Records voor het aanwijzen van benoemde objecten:
==================================================

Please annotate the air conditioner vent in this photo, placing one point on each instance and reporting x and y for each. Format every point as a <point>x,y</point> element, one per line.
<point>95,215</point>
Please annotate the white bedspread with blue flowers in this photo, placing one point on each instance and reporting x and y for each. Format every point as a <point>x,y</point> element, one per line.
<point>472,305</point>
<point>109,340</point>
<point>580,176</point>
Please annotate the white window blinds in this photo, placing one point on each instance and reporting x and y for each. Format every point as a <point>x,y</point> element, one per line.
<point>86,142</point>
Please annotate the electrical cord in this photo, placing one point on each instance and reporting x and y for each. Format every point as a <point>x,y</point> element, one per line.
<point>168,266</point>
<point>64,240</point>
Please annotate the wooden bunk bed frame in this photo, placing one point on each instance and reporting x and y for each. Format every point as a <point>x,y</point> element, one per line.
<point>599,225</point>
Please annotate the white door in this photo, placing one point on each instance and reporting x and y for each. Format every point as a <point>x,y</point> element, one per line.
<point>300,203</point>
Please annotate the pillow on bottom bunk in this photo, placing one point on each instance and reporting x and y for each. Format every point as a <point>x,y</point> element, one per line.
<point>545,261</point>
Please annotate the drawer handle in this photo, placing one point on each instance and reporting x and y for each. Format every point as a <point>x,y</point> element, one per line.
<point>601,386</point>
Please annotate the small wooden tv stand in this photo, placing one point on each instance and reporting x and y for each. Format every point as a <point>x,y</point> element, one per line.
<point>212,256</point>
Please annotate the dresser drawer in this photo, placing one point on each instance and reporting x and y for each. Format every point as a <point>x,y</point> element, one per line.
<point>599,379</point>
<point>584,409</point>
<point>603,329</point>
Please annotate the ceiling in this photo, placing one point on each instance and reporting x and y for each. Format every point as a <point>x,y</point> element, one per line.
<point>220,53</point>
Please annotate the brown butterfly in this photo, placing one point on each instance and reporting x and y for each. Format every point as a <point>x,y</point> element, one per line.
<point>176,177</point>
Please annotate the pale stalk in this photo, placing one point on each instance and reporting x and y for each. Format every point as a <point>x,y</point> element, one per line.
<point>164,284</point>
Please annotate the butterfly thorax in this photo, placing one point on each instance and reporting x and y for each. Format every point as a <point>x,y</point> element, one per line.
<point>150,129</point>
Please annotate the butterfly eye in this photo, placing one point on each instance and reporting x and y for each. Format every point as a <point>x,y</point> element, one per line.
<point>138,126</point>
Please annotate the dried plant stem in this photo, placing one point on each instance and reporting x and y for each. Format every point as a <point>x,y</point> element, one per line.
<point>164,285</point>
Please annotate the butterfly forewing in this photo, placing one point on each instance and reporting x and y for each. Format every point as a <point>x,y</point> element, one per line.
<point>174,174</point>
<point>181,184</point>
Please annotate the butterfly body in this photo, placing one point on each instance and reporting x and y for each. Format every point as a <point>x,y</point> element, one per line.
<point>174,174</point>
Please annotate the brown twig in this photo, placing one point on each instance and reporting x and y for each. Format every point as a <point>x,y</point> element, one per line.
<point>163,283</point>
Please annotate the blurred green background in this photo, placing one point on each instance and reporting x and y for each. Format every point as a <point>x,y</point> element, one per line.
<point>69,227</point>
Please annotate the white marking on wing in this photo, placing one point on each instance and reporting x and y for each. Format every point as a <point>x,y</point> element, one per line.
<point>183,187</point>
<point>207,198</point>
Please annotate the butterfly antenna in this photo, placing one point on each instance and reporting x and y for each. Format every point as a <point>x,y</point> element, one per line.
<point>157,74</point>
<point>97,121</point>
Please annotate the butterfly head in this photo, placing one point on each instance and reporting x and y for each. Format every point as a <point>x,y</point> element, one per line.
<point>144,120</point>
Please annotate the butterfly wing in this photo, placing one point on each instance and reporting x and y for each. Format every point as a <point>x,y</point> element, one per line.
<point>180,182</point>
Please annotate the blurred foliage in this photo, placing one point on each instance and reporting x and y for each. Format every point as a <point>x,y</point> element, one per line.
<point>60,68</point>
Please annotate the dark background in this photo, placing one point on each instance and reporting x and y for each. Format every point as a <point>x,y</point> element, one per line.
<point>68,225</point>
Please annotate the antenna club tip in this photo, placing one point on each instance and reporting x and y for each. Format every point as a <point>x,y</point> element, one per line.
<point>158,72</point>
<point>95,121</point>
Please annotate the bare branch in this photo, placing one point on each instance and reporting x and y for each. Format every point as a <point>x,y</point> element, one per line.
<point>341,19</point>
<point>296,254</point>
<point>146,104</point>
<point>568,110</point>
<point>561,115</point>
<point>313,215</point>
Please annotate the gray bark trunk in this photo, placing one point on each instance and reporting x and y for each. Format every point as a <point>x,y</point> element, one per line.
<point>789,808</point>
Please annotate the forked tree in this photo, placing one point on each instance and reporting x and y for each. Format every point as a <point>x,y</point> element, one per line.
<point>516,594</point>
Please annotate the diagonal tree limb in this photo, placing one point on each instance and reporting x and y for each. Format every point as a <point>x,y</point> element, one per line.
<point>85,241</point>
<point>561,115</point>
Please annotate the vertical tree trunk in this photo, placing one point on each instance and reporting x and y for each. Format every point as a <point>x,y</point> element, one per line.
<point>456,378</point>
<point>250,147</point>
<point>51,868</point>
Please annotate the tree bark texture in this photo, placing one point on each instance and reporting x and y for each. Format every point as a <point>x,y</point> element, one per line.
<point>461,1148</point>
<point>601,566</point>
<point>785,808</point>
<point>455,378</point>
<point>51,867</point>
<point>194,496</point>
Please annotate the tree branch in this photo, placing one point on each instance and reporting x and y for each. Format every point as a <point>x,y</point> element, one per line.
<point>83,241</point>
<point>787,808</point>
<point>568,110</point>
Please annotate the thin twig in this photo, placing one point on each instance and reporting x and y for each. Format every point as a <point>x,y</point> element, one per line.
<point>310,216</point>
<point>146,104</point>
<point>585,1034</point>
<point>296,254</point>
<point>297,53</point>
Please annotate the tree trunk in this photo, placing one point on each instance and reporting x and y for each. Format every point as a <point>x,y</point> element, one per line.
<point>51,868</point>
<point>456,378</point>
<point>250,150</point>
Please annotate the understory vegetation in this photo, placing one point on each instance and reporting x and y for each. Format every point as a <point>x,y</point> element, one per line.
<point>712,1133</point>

==================================================

# PROBLEEMSTELLING
Geef de records vanaf het begin tot en met de regel met "<point>300,203</point>" alsjeblieft weer als CSV met de twee kolommen tekst en antwoord. Maak één rij per tekst met het bijbehorende antwoord, zet elk in één veld tussen aanhalingstekens en vervang regeleinden door spaties.

# RESULTAAT OEFENING
tekst,antwoord
"Please annotate the air conditioner vent in this photo, placing one point on each instance and reporting x and y for each. Format every point as a <point>x,y</point> element, one per line.","<point>95,215</point>"
"Please annotate the white bedspread with blue flowers in this photo, placing one point on each instance and reporting x and y for each. Format every point as a <point>x,y</point> element, one per line.","<point>472,305</point> <point>109,340</point> <point>580,176</point>"
"Please annotate the white window blinds in this photo, placing one point on each instance and reporting x and y for each. Format every point as a <point>x,y</point> element, one per line.","<point>86,142</point>"
"Please annotate the electrical cord in this photo, placing one point on each instance and reporting x and y for each. Format every point as a <point>x,y</point> element, one per line.","<point>168,266</point> <point>64,240</point>"
"Please annotate the wooden bunk bed frame in this photo, placing one point on each instance and reporting x and y for each. Format every point as a <point>x,y</point> element, one per line.","<point>599,225</point>"
"Please annotate the white door in this photo, placing one point on each instance and reporting x and y for each. Format every point as a <point>x,y</point> element, one per line.","<point>300,203</point>"